■ Supplied entries ■
— begin —
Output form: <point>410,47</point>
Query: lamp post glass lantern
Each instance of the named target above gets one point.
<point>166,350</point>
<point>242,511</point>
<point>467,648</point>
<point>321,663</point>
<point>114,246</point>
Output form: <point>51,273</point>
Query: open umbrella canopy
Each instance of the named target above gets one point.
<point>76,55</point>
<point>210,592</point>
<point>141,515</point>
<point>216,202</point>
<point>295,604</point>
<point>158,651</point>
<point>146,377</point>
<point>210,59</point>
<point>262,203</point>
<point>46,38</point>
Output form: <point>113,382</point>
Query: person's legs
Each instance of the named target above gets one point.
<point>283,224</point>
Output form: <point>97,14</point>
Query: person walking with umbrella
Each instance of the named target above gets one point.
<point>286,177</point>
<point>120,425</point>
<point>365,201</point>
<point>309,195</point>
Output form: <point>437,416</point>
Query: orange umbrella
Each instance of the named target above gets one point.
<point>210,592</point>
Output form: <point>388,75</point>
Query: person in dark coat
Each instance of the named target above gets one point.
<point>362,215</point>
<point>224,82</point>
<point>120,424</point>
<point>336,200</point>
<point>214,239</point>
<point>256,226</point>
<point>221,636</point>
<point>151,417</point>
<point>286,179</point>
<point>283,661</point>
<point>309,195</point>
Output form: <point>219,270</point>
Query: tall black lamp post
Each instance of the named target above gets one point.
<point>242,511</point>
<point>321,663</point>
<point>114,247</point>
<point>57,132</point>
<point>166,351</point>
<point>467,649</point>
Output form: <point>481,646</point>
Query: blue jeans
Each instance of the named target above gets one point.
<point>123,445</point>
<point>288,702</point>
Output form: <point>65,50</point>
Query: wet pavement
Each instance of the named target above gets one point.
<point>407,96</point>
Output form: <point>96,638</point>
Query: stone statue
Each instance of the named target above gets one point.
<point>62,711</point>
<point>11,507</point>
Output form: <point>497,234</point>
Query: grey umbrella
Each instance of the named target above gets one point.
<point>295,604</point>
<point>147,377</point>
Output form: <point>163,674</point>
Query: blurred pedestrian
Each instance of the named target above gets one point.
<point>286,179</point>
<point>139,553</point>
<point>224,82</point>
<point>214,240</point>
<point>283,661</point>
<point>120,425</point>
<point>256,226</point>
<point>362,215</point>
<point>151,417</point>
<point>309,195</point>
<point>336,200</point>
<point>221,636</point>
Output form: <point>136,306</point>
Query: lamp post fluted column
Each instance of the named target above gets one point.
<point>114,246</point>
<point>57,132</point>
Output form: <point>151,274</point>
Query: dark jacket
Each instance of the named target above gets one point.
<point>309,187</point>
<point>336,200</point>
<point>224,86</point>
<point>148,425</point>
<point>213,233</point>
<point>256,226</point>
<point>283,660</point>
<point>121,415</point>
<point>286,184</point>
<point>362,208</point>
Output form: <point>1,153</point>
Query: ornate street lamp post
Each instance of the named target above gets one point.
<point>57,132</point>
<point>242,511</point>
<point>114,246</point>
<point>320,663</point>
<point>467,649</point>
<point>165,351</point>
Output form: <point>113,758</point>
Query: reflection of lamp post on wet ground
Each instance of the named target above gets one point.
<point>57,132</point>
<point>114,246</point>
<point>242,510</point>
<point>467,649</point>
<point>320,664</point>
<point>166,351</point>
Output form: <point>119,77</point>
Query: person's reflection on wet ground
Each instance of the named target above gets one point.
— end —
■ Work instructions ■
Please reproduce all of the entries above, switching every instance of "lamp post" to "streetlight" and leaving everything else as it is.

■ Result ■
Output form: <point>410,47</point>
Query: streetlight glass lantern
Each instance of the named target above gets one point.
<point>166,350</point>
<point>242,511</point>
<point>467,648</point>
<point>321,663</point>
<point>114,246</point>
Output form: <point>51,273</point>
Query: open umbrella canopy
Each instance of the named target above gets one point.
<point>76,55</point>
<point>210,592</point>
<point>141,515</point>
<point>216,202</point>
<point>295,604</point>
<point>158,651</point>
<point>146,377</point>
<point>210,59</point>
<point>262,203</point>
<point>46,38</point>
Output form: <point>113,382</point>
Query: person's legs
Each instance of the named target above gets one point.
<point>283,224</point>
Output form: <point>97,14</point>
Query: person walking with umbrella
Each instance of the named target above gets one point.
<point>286,177</point>
<point>120,425</point>
<point>365,201</point>
<point>309,195</point>
Output form: <point>437,416</point>
Query: orange umbrella
Each instance of the named target above gets one point.
<point>210,592</point>
Output form: <point>388,75</point>
Query: person in dark coat
Each instance of the named target above gets one point.
<point>362,215</point>
<point>224,82</point>
<point>120,424</point>
<point>336,200</point>
<point>214,239</point>
<point>256,226</point>
<point>221,636</point>
<point>151,417</point>
<point>286,179</point>
<point>283,661</point>
<point>309,195</point>
Output form: <point>219,270</point>
Query: tall black streetlight
Each instance of the named target above gets one point.
<point>242,511</point>
<point>321,663</point>
<point>114,247</point>
<point>57,132</point>
<point>166,351</point>
<point>467,649</point>
Output form: <point>481,646</point>
Query: blue jeans
Each instance of the named target above gets one point.
<point>123,445</point>
<point>288,702</point>
Output form: <point>65,50</point>
Query: wet pavement
Each instance of the named target above gets one point.
<point>407,96</point>
Output form: <point>96,638</point>
Query: stone statue
Each instance of the named target above gets one point.
<point>62,711</point>
<point>11,507</point>
Output form: <point>497,234</point>
Query: grey umbrella
Each instance of the named target above gets one point.
<point>295,604</point>
<point>147,377</point>
Output form: <point>163,674</point>
Query: blurred pedestrian
Each instance of the named target above gets one point.
<point>286,179</point>
<point>139,553</point>
<point>224,82</point>
<point>214,240</point>
<point>283,661</point>
<point>120,425</point>
<point>256,226</point>
<point>362,215</point>
<point>151,417</point>
<point>309,195</point>
<point>336,200</point>
<point>221,636</point>
Output form: <point>136,306</point>
Query: streetlight fluted column
Each instance of the named target above gets one point.
<point>114,246</point>
<point>57,132</point>
Output form: <point>151,274</point>
Query: dark jacket
Each instance of the named target above gets one point.
<point>309,187</point>
<point>336,200</point>
<point>224,86</point>
<point>148,425</point>
<point>213,233</point>
<point>256,226</point>
<point>283,660</point>
<point>121,415</point>
<point>286,184</point>
<point>362,208</point>
Output form: <point>1,153</point>
Query: ornate street streetlight
Each instance of the named target above gets one point.
<point>57,132</point>
<point>242,511</point>
<point>114,246</point>
<point>320,663</point>
<point>467,649</point>
<point>165,351</point>
Output form: <point>113,758</point>
Query: reflection of streetlight on wet ground
Each instance of the named target above gets one point.
<point>57,132</point>
<point>114,246</point>
<point>242,510</point>
<point>467,649</point>
<point>320,664</point>
<point>166,351</point>
Output form: <point>119,77</point>
Query: person's reflection on wet ground
Each instance of the named target above gets one point.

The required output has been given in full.